***** 항목 목록 *****

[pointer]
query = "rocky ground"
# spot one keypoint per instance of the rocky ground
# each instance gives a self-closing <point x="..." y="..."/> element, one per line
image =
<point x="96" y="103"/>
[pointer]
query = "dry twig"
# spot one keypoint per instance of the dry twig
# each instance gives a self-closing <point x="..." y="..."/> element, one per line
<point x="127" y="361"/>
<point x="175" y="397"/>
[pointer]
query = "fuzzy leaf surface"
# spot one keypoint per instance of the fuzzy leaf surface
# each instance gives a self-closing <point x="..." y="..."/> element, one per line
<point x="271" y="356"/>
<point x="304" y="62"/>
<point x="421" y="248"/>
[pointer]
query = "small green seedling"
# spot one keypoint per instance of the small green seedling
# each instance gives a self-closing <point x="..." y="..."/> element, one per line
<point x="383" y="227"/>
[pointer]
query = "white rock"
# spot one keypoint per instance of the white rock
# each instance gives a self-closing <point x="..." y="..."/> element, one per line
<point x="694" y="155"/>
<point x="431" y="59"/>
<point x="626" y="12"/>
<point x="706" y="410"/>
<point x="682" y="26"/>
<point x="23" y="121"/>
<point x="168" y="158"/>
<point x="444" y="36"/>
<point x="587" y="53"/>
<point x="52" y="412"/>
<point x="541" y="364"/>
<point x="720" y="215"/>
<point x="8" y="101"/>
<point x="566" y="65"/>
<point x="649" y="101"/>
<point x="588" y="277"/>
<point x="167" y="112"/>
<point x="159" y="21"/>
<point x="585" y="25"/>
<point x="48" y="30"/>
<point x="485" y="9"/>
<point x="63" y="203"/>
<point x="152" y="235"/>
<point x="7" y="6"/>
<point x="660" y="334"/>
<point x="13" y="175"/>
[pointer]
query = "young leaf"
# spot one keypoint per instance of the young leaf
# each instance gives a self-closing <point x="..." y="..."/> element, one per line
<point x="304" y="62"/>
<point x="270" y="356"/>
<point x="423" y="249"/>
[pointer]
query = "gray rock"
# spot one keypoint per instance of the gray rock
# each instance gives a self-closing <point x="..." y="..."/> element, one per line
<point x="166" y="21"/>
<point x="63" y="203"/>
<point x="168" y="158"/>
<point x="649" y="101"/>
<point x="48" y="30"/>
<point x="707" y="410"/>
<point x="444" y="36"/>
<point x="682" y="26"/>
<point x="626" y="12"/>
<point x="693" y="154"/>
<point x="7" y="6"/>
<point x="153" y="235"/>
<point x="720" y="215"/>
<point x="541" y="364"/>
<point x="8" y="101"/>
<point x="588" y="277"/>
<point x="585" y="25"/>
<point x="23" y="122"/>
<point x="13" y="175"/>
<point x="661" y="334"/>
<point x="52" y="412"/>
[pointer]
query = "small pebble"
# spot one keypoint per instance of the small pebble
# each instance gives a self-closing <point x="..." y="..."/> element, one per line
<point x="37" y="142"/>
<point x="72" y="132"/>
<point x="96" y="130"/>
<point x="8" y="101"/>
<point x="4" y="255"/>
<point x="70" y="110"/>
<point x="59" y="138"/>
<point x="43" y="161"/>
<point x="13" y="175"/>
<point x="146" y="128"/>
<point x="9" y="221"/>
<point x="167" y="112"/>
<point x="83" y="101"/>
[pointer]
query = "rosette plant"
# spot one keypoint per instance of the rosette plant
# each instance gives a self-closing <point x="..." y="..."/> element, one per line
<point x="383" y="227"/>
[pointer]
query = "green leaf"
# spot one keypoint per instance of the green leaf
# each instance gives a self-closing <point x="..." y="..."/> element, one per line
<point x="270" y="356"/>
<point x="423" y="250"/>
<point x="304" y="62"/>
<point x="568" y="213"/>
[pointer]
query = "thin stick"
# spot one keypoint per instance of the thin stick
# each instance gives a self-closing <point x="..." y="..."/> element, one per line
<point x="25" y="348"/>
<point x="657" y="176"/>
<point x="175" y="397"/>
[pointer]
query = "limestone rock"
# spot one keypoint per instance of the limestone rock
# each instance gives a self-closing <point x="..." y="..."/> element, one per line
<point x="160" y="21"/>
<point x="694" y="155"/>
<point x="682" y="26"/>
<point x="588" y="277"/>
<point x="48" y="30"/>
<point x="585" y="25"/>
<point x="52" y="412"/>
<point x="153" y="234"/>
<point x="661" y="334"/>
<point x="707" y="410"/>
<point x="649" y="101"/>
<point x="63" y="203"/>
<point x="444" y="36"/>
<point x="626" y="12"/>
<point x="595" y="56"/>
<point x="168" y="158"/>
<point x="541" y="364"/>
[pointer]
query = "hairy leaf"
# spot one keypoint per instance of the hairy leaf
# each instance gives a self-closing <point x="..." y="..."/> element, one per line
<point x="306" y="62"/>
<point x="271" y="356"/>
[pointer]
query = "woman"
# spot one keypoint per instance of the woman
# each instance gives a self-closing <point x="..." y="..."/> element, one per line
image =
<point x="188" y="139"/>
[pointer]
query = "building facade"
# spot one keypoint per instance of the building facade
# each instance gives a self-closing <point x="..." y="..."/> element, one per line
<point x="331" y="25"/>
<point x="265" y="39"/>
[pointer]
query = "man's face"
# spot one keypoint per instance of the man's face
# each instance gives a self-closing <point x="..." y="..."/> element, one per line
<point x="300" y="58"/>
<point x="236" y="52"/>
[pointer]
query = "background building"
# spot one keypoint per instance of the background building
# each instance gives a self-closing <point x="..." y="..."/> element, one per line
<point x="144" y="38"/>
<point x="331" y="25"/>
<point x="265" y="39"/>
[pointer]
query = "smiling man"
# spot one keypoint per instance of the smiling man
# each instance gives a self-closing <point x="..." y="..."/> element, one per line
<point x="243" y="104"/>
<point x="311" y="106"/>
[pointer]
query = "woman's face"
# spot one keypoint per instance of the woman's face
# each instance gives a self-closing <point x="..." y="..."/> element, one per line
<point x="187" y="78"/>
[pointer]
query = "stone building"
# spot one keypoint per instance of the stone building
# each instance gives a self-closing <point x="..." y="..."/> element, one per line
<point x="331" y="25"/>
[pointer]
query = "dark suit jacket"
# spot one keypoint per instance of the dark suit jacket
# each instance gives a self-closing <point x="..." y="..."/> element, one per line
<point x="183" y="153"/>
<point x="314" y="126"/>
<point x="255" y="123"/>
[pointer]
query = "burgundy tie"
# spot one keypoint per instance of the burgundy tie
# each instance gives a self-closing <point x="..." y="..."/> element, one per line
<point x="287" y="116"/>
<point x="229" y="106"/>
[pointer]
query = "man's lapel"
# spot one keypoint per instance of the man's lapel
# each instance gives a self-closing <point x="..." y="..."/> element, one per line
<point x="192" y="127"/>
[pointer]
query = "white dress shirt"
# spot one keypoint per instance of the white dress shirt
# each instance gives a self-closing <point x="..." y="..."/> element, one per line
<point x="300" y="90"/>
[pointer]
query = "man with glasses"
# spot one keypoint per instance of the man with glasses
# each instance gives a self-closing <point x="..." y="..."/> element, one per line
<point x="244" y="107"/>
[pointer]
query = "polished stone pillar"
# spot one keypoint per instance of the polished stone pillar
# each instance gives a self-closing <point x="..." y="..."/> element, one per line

*****

◆ **과제 요구 사항**
위 항목에서 단어 "smiling"가 포함된 줄을 모두 찾아 빠짐없이 옮겨 적으시오.

◆ **예제 풀이**
query = "smiling man"
# spot one keypoint per instance of the smiling man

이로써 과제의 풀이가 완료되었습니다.